» Supplied material:
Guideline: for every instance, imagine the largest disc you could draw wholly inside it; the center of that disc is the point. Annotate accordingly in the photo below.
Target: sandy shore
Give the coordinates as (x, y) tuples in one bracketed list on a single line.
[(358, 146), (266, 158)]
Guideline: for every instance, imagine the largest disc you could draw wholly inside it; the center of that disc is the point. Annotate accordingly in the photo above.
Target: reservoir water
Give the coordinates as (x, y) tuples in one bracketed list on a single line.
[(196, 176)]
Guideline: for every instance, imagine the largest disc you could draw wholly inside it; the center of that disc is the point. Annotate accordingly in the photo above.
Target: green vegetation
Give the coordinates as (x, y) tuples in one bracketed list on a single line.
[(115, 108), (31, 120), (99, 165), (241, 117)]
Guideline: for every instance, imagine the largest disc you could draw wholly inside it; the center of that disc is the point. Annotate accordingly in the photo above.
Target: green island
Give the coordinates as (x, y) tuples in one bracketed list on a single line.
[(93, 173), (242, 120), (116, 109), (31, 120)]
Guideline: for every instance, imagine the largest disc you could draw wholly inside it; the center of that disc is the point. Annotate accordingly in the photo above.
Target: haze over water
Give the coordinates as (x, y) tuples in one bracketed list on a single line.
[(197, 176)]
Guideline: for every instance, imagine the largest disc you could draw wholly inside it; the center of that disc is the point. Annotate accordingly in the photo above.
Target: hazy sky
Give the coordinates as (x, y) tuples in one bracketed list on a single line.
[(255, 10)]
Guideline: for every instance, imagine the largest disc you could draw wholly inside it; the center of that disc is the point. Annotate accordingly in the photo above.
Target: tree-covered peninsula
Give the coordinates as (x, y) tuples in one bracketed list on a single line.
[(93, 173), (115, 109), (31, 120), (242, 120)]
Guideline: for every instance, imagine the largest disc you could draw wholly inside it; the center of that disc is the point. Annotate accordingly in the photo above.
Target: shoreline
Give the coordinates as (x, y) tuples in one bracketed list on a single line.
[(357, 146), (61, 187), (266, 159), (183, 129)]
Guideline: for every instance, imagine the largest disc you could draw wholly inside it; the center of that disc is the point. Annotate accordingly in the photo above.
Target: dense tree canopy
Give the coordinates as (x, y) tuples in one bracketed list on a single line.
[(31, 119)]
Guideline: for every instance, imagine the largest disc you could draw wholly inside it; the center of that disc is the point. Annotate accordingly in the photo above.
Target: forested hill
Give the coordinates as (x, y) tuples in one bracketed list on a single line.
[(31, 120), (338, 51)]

» Exercise details: Give the material above again in its entirety, exactly as it appears.

» Output for this exercise:
Guideline: for every instance, imagine the largest disc you could draw wholly inside it; the center of that disc is the point. Annotate accordingly in the photo below.
Target: sandy shore
Give the coordinates as (x, y) tuples in one bracketed list on a single line.
[(358, 146), (266, 158)]
Guideline: for every instance, imagine the largest disc you could draw wholly inside it; the center of that disc is the point. Annotate accordingly in the photo above.
Target: reservoir water
Give the coordinates as (x, y) tuples in one bracketed list on a single line.
[(196, 176)]
Guideline: for every instance, imagine the largest disc you could draw wholly inside it; the center of that disc is the point. Annotate accordingly in the photo above.
Target: green vegetation
Give the coordinates as (x, y) tuples in one bracketed list on a single line.
[(115, 108), (31, 120), (99, 165), (241, 117)]
Guideline: for every instance, imagine the largest disc you could draw wholly inside it; the center of that disc is the point. Annotate accordingly in the photo above.
Target: green island
Give the coordinates as (x, y) tuples in one bracketed list on a single line.
[(93, 173), (242, 120), (116, 109), (31, 120)]
Guideline: for every instance, imagine the largest disc you could draw wholly inside it; the center of that disc is the point. Annotate accordingly in the photo above.
Target: haze over water
Give the coordinates as (x, y) tuples in one bracketed list on a single line.
[(197, 176)]
Guideline: for every instance, imagine the largest disc you could draw wholly inside it; the center of that disc is the point. Annotate accordingly in the photo above.
Target: hazy sky
Give the coordinates as (x, y) tuples in one bracketed list on a single line.
[(255, 10)]
Guideline: for every instance, imagine the largest disc you could draw wholly inside it; the center of that disc is the point. Annotate accordingly in the photo above.
Target: tree-covered peninsula
Give the coordinates as (x, y) tuples in one bracketed list on a single line.
[(93, 173), (115, 109), (31, 120), (242, 120)]
Guideline: for every instance, imagine the largest disc you could draw wholly inside it; the center of that disc is the point. Annotate accordingly in the photo above.
Target: shoreline
Give the coordinates as (x, y) tuples in one bracketed list on a single line.
[(357, 146), (61, 187), (266, 159), (183, 129)]
Guideline: for every instance, imagine the largest disc you could draw wholly inside it; the center of that disc is the point. Annotate accordingly in the photo above.
Target: dense tree canopy
Give the coordinates as (x, y) tuples in one bracketed list on a single line.
[(31, 119)]
Guideline: for every instance, imagine the largest disc you could draw wholly inside it; the center of that disc is the point. Annotate accordingly in the photo above.
Target: forested hill
Give the coordinates as (x, y) tuples in one bracketed list on a single line.
[(31, 120), (338, 51)]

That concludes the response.